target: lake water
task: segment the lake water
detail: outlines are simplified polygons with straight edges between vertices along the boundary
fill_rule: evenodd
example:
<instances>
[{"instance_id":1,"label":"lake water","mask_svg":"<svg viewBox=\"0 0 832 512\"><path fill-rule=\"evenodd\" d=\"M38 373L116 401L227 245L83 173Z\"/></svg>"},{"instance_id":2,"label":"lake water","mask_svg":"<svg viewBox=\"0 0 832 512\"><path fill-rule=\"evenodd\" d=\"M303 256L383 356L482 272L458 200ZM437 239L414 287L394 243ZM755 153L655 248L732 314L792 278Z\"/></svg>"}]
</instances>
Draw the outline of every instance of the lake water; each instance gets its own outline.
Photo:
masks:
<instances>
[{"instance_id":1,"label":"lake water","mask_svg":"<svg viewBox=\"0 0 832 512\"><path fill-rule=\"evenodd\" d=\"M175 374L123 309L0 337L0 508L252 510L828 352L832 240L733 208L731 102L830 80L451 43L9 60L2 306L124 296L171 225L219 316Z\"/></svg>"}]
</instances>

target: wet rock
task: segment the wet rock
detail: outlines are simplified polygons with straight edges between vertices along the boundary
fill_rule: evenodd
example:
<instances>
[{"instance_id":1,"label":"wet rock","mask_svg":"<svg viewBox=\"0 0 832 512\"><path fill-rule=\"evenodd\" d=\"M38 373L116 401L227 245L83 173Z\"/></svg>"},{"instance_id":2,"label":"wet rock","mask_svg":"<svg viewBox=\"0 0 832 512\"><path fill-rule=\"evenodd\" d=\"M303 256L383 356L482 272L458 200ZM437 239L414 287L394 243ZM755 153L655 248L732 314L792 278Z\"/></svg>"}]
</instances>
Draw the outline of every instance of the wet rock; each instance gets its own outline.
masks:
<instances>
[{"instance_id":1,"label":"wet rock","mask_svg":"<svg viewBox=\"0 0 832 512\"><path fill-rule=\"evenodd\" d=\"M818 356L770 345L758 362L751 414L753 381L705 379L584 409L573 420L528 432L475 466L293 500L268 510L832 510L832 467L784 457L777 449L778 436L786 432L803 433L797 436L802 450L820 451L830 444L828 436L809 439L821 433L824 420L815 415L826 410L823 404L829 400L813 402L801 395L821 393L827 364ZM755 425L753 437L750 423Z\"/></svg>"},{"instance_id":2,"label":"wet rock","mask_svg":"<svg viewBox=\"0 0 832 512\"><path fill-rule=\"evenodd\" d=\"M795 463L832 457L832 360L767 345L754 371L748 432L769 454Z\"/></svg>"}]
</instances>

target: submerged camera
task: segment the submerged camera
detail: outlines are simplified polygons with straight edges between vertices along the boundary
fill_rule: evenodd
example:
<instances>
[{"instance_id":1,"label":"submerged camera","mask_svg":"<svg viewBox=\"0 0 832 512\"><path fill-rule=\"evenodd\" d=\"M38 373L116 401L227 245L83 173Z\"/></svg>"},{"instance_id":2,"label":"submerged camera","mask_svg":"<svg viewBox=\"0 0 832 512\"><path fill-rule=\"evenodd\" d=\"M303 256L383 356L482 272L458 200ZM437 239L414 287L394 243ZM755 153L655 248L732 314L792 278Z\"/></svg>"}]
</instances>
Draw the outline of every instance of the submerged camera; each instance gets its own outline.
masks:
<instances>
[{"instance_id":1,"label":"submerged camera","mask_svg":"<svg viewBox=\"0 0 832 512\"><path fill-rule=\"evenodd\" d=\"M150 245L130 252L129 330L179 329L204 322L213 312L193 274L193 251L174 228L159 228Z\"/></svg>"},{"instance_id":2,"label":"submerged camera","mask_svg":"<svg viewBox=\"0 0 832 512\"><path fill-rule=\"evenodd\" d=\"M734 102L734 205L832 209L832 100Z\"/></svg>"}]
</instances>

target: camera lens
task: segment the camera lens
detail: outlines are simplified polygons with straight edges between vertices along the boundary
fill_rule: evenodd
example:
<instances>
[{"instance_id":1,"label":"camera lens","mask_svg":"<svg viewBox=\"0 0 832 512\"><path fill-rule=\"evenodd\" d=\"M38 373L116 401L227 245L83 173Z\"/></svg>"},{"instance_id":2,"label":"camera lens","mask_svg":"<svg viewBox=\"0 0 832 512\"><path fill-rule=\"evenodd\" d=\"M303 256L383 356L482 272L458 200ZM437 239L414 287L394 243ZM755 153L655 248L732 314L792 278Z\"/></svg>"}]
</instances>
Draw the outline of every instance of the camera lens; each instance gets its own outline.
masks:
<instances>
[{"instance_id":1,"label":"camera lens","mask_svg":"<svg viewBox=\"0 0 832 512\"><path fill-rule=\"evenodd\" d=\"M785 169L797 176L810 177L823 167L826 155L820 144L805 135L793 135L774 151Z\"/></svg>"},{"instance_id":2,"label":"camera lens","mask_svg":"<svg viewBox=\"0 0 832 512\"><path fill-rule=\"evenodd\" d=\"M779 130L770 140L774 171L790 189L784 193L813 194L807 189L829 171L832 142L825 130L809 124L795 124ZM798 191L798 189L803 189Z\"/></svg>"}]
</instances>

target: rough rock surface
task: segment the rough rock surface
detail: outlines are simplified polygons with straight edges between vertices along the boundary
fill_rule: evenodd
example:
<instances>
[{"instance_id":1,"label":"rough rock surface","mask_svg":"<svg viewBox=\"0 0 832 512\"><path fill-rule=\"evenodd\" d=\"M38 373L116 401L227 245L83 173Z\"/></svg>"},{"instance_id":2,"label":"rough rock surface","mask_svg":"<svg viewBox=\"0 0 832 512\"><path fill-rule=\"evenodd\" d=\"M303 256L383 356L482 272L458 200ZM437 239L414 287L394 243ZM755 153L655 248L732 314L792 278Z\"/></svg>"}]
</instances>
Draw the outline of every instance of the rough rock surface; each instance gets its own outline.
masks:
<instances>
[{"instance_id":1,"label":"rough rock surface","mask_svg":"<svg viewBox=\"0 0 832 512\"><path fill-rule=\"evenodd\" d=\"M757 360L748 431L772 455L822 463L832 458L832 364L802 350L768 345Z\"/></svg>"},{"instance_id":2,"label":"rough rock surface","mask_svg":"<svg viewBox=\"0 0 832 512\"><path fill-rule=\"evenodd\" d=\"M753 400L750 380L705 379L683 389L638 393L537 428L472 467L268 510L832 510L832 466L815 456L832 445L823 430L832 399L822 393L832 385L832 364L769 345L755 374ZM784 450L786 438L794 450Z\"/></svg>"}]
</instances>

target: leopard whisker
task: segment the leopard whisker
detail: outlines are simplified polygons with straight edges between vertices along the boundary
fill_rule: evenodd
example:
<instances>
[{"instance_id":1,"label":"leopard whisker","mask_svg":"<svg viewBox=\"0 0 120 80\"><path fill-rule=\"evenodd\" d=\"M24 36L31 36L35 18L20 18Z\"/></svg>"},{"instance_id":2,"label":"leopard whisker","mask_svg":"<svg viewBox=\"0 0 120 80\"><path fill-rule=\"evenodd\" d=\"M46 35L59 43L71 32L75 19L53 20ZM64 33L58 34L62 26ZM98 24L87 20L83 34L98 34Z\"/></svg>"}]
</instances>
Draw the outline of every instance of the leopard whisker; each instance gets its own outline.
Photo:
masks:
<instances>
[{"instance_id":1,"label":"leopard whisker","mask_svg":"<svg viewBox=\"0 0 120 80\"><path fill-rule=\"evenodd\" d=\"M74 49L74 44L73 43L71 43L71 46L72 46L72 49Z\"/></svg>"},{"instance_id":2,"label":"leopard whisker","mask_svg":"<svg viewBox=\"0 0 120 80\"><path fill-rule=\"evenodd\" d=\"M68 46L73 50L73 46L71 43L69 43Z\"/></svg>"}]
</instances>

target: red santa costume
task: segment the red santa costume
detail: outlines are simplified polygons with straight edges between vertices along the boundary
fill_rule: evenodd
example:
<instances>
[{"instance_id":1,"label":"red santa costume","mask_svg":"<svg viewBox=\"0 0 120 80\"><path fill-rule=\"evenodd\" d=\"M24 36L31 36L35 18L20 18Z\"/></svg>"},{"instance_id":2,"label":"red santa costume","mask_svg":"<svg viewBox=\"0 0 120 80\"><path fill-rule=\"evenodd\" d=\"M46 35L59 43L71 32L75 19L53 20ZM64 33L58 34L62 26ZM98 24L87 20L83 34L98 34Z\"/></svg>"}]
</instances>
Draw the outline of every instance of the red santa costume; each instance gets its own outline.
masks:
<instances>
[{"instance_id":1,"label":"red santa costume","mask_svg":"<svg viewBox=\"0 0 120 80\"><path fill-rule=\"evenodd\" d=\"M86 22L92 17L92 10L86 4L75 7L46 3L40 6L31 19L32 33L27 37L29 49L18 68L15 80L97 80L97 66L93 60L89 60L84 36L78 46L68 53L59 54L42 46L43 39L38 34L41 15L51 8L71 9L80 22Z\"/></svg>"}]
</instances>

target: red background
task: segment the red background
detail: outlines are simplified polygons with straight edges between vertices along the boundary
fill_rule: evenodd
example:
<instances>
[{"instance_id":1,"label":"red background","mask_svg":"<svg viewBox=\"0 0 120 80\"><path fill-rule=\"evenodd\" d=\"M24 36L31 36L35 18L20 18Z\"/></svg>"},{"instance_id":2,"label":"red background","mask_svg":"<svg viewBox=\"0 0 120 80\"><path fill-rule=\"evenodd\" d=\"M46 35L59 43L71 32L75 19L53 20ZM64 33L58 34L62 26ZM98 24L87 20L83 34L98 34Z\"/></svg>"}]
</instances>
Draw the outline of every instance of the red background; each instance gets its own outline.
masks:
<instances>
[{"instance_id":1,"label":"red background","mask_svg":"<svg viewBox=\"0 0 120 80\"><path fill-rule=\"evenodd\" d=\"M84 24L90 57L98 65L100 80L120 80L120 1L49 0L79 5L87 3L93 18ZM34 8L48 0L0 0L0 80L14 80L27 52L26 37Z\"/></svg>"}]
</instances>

(PROBLEM REQUIREMENTS) If a line of the material contains the word "task", pick it out and copy it.

(FINISHED EXERCISE)
task: segment the lake water
task: segment the wet rock
task: segment the submerged camera
task: segment the camera lens
task: segment the rough rock surface
task: segment the leopard whisker
task: segment the red santa costume
task: segment the red background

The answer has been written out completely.